抜粋 >>

<<<<

>  今週のトピックス >  No.1394
還付申告における医療費控除の留意点
●  未払いの治療費は医療費控除の対象外
  2006年分所得税の確定申告が始まっている。給与所得者で1年間の給与収入が2,000万円以下の人は通常、年末調整が行われるので確定申告をする必要はないが、雑損控除や医療費控除、中途退職者で年末調整をされなかった人は、確定申告をすれば源泉徴収された税金が還付されるケースもある。
  還付申告の定番といえる医療費控除は、自分や自分と生計を一にする親族のために支払った医療費が一定額を超える場合に、最高200万円を限度に所得から控除されるが、申告に際してミスも少なくない。
  まず、注意したいのは、医療費控除の対象となる医療費の金額は、あくまでも「その年中に支払った金額に限られる」こと。医療費を、年をまたいで分割で支払った場合は、たとえその年中に治療が終わっていても、未払いとなっている医療費は対象とはされない。例えば、総額40万円の治療費を、昨年25万円、今年15万円支払った場合、今年の確定申告では25万円のみが対象で、15万円は来年分の医療費控除の対象となる。

>>>>

提供資料 >>
<<<<

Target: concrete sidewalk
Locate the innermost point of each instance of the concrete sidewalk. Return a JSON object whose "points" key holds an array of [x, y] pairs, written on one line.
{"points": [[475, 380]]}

>>>>

やること >>
(a) 医療費控除の記事から、「まず、注意したいのは、医療費」の語句で始まり「分の医療費控除の対象となる。」で終わる部分を、一字も変えずに書き写してください。
(b) 医療費控除の記事の最後の文に続けて、その先を書いてください。

解答 >>
(a)
まず、注意したいのは、医療費控除の対象となる医療費の金額は、あくまでも「その年中に支払った金額に限られる」こと。医療費を、年をまたいで分割で支払った場合は、たとえその年中に治療が終わっていても、未払いとなっている医療費は対象とはされない。例えば、総額40万円の治療費を、昨年25万円、今年15万円支払った場合、今年の確定申告では25万円のみが対象で、15万円は来年分の医療費控除の対象となる。

(b)
●  クレジットや借入金で支払っても医療費を支払った年分の対象
  一方で、最近では、医療費をクレジットカードで支払ったり、医療費が高額だったことから借入金で支払ったりするケースも少なくない。こうしたケースでクレジットの引き落としや借入金の返済が翌年になった場合、その年に支払った医療費と考えず、クレジットが引き落とされた年や借入金を全額返済した年の医療費に含めるというミスが多い。
  例えば、医療費をクレジットカードで支払い、その引き落としが翌年になった場合は、病院への治療費の支払いそのものは済んでおり、債務がクレジット会社に移行して、その時点では結果的に「ローン会社への返済金」とされることから、前年分の医療費控除の対象として認められる。同様に、借入金で支払い返済が翌年だった場合も、医療費の支払いは済んでいることから、医療費を支払った年分の対象となる。
●  補てん金などは対象となる医療費ごとに計算
  そのほかでは、保険の給付金や高額療養費などの補てん金の金額を差し引かずに、支払った医療費をそのまま全額申告し、後から税務署に指摘されるケースも少なくない。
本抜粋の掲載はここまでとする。